___ Task input ___
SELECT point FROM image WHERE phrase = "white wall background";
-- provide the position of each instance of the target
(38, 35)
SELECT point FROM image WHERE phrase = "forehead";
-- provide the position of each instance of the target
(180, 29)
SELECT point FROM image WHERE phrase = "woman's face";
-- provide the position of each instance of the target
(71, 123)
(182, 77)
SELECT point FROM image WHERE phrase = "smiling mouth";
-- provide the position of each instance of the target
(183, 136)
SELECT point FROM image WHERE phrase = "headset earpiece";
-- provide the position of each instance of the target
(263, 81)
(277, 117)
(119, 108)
___
__Exercise aim__. Exactly as they stand above, retype all of the records.

__Exercise solution__.
SELECT point FROM image WHERE phrase = "white wall background";
-- provide the position of each instance of the target
(38, 35)
SELECT point FROM image WHERE phrase = "forehead";
-- provide the position of each instance of the target
(180, 29)
SELECT point FROM image WHERE phrase = "woman's face";
-- provide the position of each instance of the target
(71, 123)
(182, 77)
SELECT point FROM image WHERE phrase = "smiling mouth";
-- provide the position of each instance of the target
(183, 136)
SELECT point FROM image WHERE phrase = "headset earpiece";
-- provide the position of each instance of the target
(263, 81)
(277, 117)
(119, 108)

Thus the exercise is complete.